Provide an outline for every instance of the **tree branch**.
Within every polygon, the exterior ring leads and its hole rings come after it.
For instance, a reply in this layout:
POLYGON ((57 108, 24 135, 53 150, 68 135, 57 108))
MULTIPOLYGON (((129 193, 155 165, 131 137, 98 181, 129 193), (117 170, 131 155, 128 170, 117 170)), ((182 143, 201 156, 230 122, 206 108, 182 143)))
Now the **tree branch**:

□ □ □ □ □ □ □

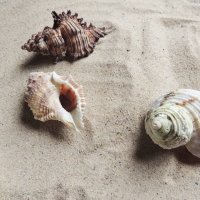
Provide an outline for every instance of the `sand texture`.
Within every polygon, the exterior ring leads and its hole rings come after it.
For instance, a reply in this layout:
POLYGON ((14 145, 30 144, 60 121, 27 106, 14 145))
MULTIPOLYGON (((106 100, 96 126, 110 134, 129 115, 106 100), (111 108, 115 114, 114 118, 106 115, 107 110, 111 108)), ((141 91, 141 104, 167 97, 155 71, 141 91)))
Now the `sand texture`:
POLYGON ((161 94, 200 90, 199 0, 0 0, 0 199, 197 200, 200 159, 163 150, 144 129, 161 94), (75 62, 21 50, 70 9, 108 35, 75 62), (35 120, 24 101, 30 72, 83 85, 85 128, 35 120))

□ □ □ □ □ □ □

§ **ASSIGNMENT**:
Copy the entries above exactly, but only from the line holding "Provide an outline for every instance of the **tree" through the line holding "Now the **tree", both included.

§ **RESULT FOR THIS TASK**:
Provide an outline for every instance of the **tree branch**.
Within every polygon, the exterior ring leads and its hole rings come after it.
For instance, a reply in this layout:
POLYGON ((57 108, 24 135, 53 150, 68 135, 57 108))
MULTIPOLYGON (((129 193, 155 165, 131 137, 98 181, 129 193), (117 170, 131 155, 128 170, 117 170)), ((182 143, 201 156, 230 122, 206 108, 182 143)))
Now the **tree branch**:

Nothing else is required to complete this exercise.